| LIST OF TASKS |
[a] From the Gentex history passage, extract verbatim the span that begins at the words "Over 125 Years" and ends after the words "of our customers.".
[b] Extend the Gentex history passage, continuing on from its final sentence.

------ SUPPLIED TEXT ------

Over 125 Years of Innovation
Our philosophy of continually reinvesting in our employees, our customers, and our capabilities and technologies reflects in the positive growth of our business and the game-changing innovations our people have made for over a century. While our products and technologies have evolved, they all support the same mission we’ve committed ourselves to for the past 75 years–enhancing personal protection and situational awareness for defense forces, emergency responders, and industrial personnel operating in high performance environments. Watch the PBS documentary on Gentex and review the timeline below which both celebrate the key innovations and other activities that have had a profound impact on advancing the performance capability and safety of our customers.

------ SUPPLIED ENTRIES ------

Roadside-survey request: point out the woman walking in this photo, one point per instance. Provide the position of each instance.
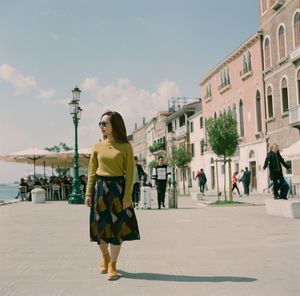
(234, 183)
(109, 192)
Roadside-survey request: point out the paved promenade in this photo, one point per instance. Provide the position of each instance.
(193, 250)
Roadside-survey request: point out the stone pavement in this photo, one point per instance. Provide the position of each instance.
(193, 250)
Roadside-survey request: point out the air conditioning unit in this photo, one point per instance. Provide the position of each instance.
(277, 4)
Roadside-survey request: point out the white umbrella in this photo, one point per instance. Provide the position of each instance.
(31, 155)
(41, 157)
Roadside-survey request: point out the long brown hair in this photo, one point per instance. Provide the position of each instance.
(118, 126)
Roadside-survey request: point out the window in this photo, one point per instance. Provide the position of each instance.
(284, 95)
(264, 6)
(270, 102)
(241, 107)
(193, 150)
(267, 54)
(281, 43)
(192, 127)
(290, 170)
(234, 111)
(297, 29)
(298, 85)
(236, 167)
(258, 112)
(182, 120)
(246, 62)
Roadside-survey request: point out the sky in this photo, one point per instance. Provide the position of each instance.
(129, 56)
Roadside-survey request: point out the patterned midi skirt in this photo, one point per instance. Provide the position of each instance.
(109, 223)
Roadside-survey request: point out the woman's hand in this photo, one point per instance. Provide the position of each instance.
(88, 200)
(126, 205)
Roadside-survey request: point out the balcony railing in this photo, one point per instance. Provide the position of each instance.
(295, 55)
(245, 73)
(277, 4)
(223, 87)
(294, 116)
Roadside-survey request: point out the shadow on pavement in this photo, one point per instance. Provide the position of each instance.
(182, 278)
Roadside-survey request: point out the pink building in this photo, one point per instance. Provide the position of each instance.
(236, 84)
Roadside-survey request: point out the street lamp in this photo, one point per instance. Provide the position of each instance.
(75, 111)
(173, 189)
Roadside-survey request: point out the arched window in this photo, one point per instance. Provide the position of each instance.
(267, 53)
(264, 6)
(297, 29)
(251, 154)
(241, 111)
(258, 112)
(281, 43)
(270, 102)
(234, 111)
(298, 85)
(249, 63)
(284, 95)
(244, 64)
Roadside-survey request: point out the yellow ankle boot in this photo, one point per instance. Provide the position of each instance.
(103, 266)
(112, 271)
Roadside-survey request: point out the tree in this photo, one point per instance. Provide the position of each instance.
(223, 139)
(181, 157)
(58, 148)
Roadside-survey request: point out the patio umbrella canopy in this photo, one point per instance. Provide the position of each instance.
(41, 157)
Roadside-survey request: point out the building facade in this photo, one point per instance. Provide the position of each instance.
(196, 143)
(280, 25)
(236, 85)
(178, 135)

------
------ SUPPLIED ENTRIES ------

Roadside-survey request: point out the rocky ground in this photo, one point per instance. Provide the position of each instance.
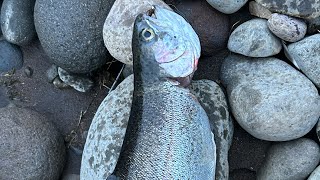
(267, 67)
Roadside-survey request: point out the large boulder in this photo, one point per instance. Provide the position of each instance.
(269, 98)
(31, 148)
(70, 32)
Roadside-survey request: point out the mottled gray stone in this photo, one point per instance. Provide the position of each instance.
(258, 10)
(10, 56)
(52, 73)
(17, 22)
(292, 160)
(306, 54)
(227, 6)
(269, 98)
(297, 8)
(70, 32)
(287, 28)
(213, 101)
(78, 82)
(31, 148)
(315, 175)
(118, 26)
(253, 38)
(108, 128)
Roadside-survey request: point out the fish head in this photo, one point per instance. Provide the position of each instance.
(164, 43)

------
------ SUPPLIED ENTRIES ------

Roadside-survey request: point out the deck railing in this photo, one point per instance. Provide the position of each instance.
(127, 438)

------

| TASK-BY-TASK ANSWERS |
[a]
Over 125 Years of Innovation
Our philosophy of continually reinvesting in our employees, our customers, and our capabilities and technologies reflects in the positive growth of our business and the game-changing innovations our people have made for over a century. While our products and technologies have evolved, they all support the same mission we’ve committed ourselves to for the past 75 years–enhancing personal protection and situational awareness for defense forces, emergency responders, and industrial personnel operating in high performance environments. Watch the PBS documentary on Gentex and review the timeline below which both celebrate the key innovations and other activities that have had a profound impact on advancing the performance capability and safety of our customers.

[b]
1894—Silk Fiber Manufacturing
Gentex’s capabilities and technologies have evolved significantly from its early silk fiber lineage as the Klots Throwing Company of Carbondale, Pennsylvania. Originally located in New York, the company’s silk throwing plant, owned by Henry Durrell Klots, burned down in 1894. In response, Klots’ bookkeeper, Marcus Frieder, suggested rebuilding the company’s production facility in Carbondale, PA, to engage an untapped workforce—the wives and daughters of local coal miners. Klots agreed and named Marcus Frieder manager of the new plant. He was eventually promoted to General Manager and, upon Klots’ death in 1914, was named president of the company.
1914-1940—Silk Cartridge Bags; High Performance Textiles
During the First World War, Klots (the company), renamed General Silk, manufactured silk cartridge bags and flourished under the direction of Marcus Frieder. Marcus built or purchased several silk mills throughout the eastern United States and made General Silk into one of the largest silk fiber processors in the world. However, with the advent of synthetic fibers as alternatives to silk in the 1920s, and with the onset of the Great Depression, the company was eventually forced into bankruptcy. Despite all this, the Frieder family persevered and in 1932, Marcus and his son Leonard bought and reorganized General Silk, renaming it General Textile Mills. By the time Marcus died in 1940 and Leonard (Pete) Frieder assumed the presidency, the company’s textile expertise had led it to the development of engineered textile products for use in high performance applications.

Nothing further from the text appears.